-- AIM OF THE EXERCISE --
The required output is the exact run of lines below that opens at the line with "of the grassy" and closes at the line with "the calf in".

-- DATA SHOWN --
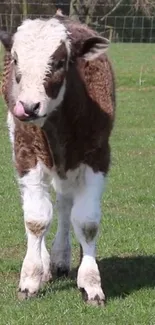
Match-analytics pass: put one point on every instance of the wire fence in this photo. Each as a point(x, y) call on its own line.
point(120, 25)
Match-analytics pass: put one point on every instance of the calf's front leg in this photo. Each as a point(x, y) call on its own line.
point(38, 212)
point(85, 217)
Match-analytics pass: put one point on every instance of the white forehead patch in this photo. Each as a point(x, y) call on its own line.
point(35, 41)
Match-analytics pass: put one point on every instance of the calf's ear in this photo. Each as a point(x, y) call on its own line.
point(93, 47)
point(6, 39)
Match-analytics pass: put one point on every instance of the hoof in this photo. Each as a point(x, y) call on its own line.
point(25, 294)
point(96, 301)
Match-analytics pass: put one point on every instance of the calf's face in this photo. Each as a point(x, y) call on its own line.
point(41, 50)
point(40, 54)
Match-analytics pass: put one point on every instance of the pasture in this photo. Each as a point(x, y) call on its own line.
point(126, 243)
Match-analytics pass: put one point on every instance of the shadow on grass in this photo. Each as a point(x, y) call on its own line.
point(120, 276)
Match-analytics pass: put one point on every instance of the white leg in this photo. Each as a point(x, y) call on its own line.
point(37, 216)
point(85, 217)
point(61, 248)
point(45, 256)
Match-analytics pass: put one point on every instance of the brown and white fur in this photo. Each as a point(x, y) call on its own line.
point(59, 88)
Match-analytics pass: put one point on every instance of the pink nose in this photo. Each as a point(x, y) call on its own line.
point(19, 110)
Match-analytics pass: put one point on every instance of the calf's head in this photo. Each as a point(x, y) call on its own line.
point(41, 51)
---
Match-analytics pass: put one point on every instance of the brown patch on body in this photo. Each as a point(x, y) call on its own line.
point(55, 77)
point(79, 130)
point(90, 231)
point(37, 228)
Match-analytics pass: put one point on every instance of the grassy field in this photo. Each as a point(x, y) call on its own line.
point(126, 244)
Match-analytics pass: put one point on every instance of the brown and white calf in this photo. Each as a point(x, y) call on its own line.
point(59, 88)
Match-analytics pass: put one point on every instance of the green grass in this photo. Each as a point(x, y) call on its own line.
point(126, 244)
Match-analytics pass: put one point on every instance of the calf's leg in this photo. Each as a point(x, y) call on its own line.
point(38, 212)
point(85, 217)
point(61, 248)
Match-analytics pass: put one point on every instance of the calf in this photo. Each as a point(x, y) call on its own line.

-- EXERCISE RESULT --
Match-analytics pass: put one point on every instance of the grassy field in this photo. Each as a point(x, y) call on its own line.
point(126, 244)
Match-analytics pass: put one point on every instance of the brown and white calf in this photo. Each as a point(x, y) call on its own line.
point(59, 88)
Match-analytics pass: put one point on every instance of the green grass in this photo. Each as a point(x, y) call on its own line.
point(126, 244)
Match-analytics pass: put one point on every instance of the calf's leg in this photo. Each as a point(x, y) call on its own line.
point(38, 212)
point(85, 217)
point(61, 248)
Match-analytics pass: put one point on every instance of the calf in this photo. Each as a point(x, y) call on its own line.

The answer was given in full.